▸ **Records for the task**
========

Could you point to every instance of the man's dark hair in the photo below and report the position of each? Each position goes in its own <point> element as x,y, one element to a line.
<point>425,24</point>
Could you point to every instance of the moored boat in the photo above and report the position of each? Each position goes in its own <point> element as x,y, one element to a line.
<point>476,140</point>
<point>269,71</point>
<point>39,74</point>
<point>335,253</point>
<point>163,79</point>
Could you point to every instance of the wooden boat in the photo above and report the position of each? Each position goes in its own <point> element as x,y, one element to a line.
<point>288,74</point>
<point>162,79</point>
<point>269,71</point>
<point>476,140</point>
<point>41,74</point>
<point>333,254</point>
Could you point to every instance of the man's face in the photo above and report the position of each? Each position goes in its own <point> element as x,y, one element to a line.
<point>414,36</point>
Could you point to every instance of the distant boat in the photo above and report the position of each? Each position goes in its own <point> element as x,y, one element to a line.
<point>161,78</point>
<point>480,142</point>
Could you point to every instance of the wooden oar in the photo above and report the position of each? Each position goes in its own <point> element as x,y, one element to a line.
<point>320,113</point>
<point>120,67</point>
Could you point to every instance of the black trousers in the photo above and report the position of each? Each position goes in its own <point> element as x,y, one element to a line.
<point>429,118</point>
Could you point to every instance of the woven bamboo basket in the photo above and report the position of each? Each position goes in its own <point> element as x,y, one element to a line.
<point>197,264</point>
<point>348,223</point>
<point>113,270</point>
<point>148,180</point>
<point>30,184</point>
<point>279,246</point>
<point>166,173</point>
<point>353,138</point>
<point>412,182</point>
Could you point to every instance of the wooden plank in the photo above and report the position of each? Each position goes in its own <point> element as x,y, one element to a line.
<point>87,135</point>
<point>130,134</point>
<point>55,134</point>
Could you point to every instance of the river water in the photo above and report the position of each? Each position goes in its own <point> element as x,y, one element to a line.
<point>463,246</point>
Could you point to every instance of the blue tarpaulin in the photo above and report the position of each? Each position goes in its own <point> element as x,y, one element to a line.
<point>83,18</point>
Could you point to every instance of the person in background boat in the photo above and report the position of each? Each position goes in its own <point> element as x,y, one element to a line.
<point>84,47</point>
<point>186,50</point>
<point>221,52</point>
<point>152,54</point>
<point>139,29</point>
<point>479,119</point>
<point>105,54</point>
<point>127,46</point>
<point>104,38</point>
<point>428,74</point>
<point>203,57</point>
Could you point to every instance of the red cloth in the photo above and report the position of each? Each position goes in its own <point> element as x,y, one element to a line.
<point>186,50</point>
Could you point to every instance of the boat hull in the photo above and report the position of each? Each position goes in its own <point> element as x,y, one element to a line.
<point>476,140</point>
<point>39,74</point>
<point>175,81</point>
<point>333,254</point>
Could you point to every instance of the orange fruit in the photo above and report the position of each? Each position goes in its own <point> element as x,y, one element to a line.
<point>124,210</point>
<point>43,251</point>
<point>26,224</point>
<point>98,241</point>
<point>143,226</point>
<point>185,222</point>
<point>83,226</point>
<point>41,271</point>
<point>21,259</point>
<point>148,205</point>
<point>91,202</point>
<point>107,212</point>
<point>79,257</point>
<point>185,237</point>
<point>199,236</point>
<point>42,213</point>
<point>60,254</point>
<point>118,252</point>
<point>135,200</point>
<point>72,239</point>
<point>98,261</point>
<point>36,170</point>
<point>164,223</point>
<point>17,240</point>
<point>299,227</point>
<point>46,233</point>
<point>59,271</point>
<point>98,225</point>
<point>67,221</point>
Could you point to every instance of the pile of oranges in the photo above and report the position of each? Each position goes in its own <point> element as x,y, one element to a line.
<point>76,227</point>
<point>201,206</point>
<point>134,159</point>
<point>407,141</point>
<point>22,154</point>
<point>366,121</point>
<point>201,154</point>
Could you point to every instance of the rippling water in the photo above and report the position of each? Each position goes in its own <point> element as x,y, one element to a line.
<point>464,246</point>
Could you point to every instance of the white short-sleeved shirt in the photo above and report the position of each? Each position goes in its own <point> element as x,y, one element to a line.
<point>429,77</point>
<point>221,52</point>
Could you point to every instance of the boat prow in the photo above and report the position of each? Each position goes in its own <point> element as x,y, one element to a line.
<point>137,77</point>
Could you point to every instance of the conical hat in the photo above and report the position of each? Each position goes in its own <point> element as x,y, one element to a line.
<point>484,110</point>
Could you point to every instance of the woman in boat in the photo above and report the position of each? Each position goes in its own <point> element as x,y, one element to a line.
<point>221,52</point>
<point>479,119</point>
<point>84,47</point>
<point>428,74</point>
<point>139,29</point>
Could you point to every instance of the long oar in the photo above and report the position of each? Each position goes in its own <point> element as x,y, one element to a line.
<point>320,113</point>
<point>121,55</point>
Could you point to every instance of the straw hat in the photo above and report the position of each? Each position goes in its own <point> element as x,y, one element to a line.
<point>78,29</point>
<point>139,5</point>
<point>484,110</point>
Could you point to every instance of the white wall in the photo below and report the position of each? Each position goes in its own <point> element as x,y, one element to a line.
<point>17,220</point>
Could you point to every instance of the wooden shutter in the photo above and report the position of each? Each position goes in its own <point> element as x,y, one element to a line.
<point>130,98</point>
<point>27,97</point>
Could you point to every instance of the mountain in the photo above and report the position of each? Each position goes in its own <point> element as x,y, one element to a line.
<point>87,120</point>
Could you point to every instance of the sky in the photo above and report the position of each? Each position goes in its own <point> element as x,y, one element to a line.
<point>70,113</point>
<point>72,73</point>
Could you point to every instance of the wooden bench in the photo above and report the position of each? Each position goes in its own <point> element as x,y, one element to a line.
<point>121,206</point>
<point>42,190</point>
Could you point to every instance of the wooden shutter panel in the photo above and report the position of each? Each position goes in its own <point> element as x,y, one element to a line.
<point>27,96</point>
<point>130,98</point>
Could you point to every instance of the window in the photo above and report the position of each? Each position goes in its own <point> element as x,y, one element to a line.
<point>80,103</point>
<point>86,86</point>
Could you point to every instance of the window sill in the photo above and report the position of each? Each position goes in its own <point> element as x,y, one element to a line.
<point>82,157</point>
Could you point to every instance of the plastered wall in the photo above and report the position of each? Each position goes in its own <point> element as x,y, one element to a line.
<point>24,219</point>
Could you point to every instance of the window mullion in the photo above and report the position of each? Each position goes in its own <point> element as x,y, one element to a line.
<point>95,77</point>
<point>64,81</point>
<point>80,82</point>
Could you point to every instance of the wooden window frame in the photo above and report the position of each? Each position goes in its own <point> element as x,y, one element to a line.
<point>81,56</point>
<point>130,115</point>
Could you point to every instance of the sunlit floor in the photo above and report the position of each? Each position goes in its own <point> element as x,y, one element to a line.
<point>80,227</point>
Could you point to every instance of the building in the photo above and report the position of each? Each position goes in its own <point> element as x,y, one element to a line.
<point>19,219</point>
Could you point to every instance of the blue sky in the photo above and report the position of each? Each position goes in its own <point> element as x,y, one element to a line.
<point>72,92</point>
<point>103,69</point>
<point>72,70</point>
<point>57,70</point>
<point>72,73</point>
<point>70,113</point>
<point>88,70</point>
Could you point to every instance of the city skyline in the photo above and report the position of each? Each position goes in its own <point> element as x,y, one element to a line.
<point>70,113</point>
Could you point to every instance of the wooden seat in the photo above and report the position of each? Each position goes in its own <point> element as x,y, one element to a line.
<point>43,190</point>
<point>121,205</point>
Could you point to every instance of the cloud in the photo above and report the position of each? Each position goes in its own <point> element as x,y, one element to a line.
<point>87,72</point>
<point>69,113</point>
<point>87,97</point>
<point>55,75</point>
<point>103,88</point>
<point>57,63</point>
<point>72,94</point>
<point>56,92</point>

========

▸ **Exercise instructions**
Add 12 to every coordinate in the answers for the items in the stretch from the line containing "Could you point to every instance of the man's face" through the line containing "<point>429,118</point>". Write out each line of that stretch, and only that stretch, with all other text unchanged.

▸ **Task response**
Could you point to every instance of the man's face in the photo above and report the position of each? Each position goes in its own <point> element as x,y, one element to a line.
<point>426,48</point>
Could you point to every instance of the distant boat in the photo above and report the position of each? Each position goes in its own <point> element as x,y, one element to a line.
<point>173,90</point>
<point>492,154</point>
Could you point to every instance of the wooden oar in the photo above and report the position of each? Each position goes in its own <point> element as x,y, one element to a line.
<point>332,125</point>
<point>132,79</point>
Could you point to every instance of the black trousers in the photo above and report the position of each? Each position goes in its own <point> element as x,y, one element to a line.
<point>441,130</point>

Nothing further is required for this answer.